• Tasks:
A. In the passage on state education savings account bills, how much would HB 2114 offer per participating student?
B. Write out the stretch of the passage on state education savings account bills from "Rhode Island saw" through "Senate companion bill." word for word.
C. Carry the passage on state education savings account bills forward from its last sentence.

• Selected passage:
Rhode Island saw H. 5637 introduced in February, an ESA covering numerous allowable expenses for qualifying students. Scholarships shall not exceed $6,000 per student and vary in total based on family income, with special provisions for students with disabilities. Senators also introduced S. 0263, the Senate companion bill.
Lawmakers also introduced a low-income ESA with S. 261.
SB 0039 was filed with the South Carolina Senate in January to create an ESA for low-income families. Those with “a statement of Medicaid eligibility” would receive scholarships starting at $6,000 per student. The bill was referred to the Senate Committee on Education. The bill passed the Senate and upon transfer to the House, was referred to the House Committee on Education and Public Works.
Introduced in early February, HB 1234 creates the Education Scholarship Account program, a universal voucher with a three-year phase-in.
Filed in January, SB 0012 and HB 0433 would expand eligibility criteria for an education savings account to include students zoned to attend a school in a Local Education Agency (LEA) with at least five schools instead of at least 10. SB 0638 and HB 0559 expand the eligibility of an ESA for students regarding being previously enrolled in public school. Both SB 0012 and HB 0433 passed the Senate.
Since, companion bill HB 0433 was recommended for passage by the House K-12 Subcommittee and referred to the Education Administration committee. It is on the calendar in this committee for March 8. Companion bill HB 0559 is currently assigned to the House K-12 Subcommittee and is on the calendar in this committee for March 7.
In February, legislators introduced HB 2114, a universal ESA offering $10,000 toward allowable expenses per participating student.
HB 2817 was also introduced in February and establishes an ESA for students who are educationally disadvantaged, have a disability or failed certain assessment instruments.
From last month, SB 176, would allow school choice through a tax-credit scholarship program. Since last month’s update, the bill was referred to the Senate Committee on Education. Additionally from last month, HB 619 would enact an education savings account. Since last month’s update, the bill was referred to the House Committee on Public Education.

• Data shown:
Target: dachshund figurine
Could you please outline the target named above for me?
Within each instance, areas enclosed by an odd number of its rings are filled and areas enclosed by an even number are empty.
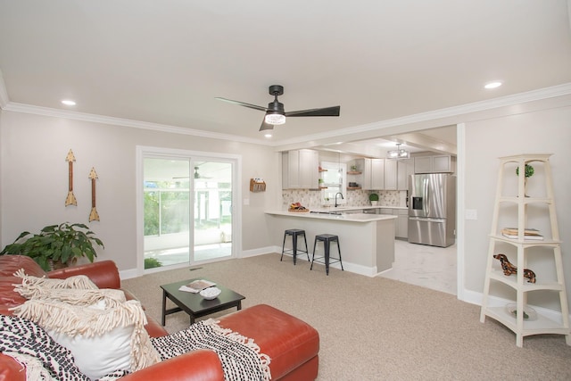
[[[493,258],[501,262],[503,275],[517,274],[517,268],[508,261],[508,257],[505,254],[495,254]],[[535,273],[529,269],[524,269],[524,277],[527,278],[527,283],[535,283]]]

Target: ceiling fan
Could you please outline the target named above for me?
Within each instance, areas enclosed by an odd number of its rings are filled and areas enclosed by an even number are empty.
[[[341,106],[324,107],[320,109],[300,110],[296,112],[286,112],[284,104],[277,101],[277,95],[284,94],[284,87],[272,85],[269,87],[269,95],[274,95],[274,102],[268,104],[268,107],[257,106],[255,104],[245,104],[244,102],[233,101],[231,99],[216,97],[219,101],[228,102],[240,106],[248,107],[254,110],[266,112],[266,116],[261,122],[261,131],[274,129],[275,125],[286,123],[286,117],[296,116],[339,116]]]
[[[200,165],[200,164],[198,164]],[[198,170],[200,170],[199,166],[194,167],[194,173],[193,174],[193,177],[194,178],[209,178],[207,176],[203,176],[200,173],[198,173]],[[178,178],[188,178],[188,176],[176,176],[172,178],[173,179],[178,179]]]

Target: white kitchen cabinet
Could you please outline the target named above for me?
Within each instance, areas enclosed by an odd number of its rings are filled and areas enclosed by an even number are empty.
[[[451,155],[417,156],[414,173],[443,173],[456,171],[456,157]]]
[[[385,189],[385,159],[371,159],[371,189]]]
[[[282,153],[282,188],[317,188],[319,178],[319,153],[313,150]]]
[[[397,238],[409,237],[409,210],[408,209],[393,209],[393,215],[397,216],[394,222],[394,236]]]
[[[385,190],[396,190],[398,161],[385,159]]]
[[[371,184],[371,173],[373,170],[372,159],[355,159],[354,162],[357,165],[359,170],[362,172],[360,180],[358,180],[358,182],[360,181],[360,185],[361,189],[373,190],[374,188],[372,187]]]
[[[397,161],[397,190],[409,190],[409,176],[414,174],[414,161],[403,159]]]

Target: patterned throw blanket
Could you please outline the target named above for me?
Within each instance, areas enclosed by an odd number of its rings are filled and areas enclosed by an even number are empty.
[[[172,335],[151,338],[151,343],[161,360],[197,349],[214,351],[222,363],[226,380],[271,379],[269,357],[260,353],[258,344],[231,329],[222,328],[211,319]]]
[[[152,339],[162,360],[197,349],[210,349],[218,354],[227,380],[269,380],[269,358],[260,347],[241,335],[203,320],[188,329]],[[25,319],[0,315],[0,352],[26,367],[28,380],[89,381],[75,366],[71,352],[55,343],[36,323]],[[117,380],[118,371],[101,381]]]

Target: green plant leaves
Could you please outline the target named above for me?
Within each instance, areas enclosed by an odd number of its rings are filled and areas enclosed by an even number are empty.
[[[66,263],[74,258],[86,257],[93,262],[97,256],[94,246],[105,247],[95,235],[85,224],[64,222],[49,225],[42,228],[39,234],[22,232],[12,244],[0,252],[0,255],[27,255],[46,271],[50,269],[50,261]]]

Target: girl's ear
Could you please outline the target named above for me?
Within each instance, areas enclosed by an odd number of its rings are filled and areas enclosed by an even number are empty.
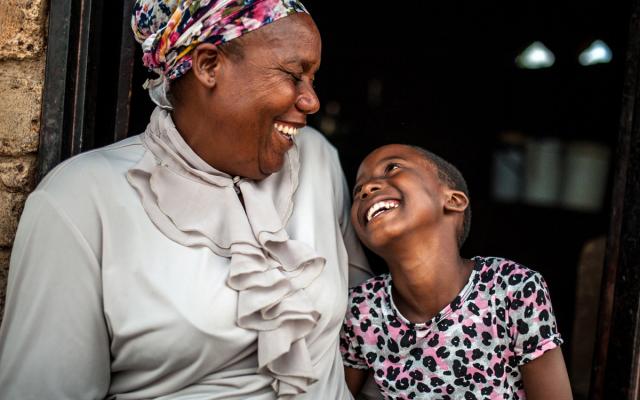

• Written answers:
A. $10,000 toward allowable expenses.

B.
Rhode Island saw H. 5637 introduced in February, an ESA covering numerous allowable expenses for qualifying students. Scholarships shall not exceed $6,000 per student and vary in total based on family income, with special provisions for students with disabilities. Senators also introduced S. 0263, the Senate companion bill.

C.
In February, legislators introduced H 405, which would create a universal voucher for students to attend public or private schools of their choice.
This year, Virginia Lt. Governor Winsome Sears backed HB 1508, a bill that would have established the Virginia Education Success Program, an ESA. The program would have been open to families enrolled or starting in public school. Funds could be used on qualifying expenses, such as private school tuition, tutoring, transportation, books, etc. Each account was to be funded with the state’s average per-pupil education spending.
In February, the bill did not garner enough support to move forward in the divided legislature. Sears said of the news: “Although we did not have the votes to pass it this year, the momentum from across the Commonwealth was incredible! We will continue to fight for the right of every child to have education opportunities, regardless of zipcode.”
HB 1615 would make more than 94,000 students in Washington eligible for an ESA, with priority given to eligible students with a disability, from low-income families, who are enrolled in public schools identified as challenged in need of improvement, or have a sibling participating in the program. The bill had a hearing in the House Committee on Education in early February.
Wyoming legislators hoped to pass an ESA with universal eligibility this year. SF 0413 would have done just that. The bill passed the Senate in February and a majority of House members are co-sponsoring the bill. The House Speaker is refusing to bring the bill to the floor for a vote.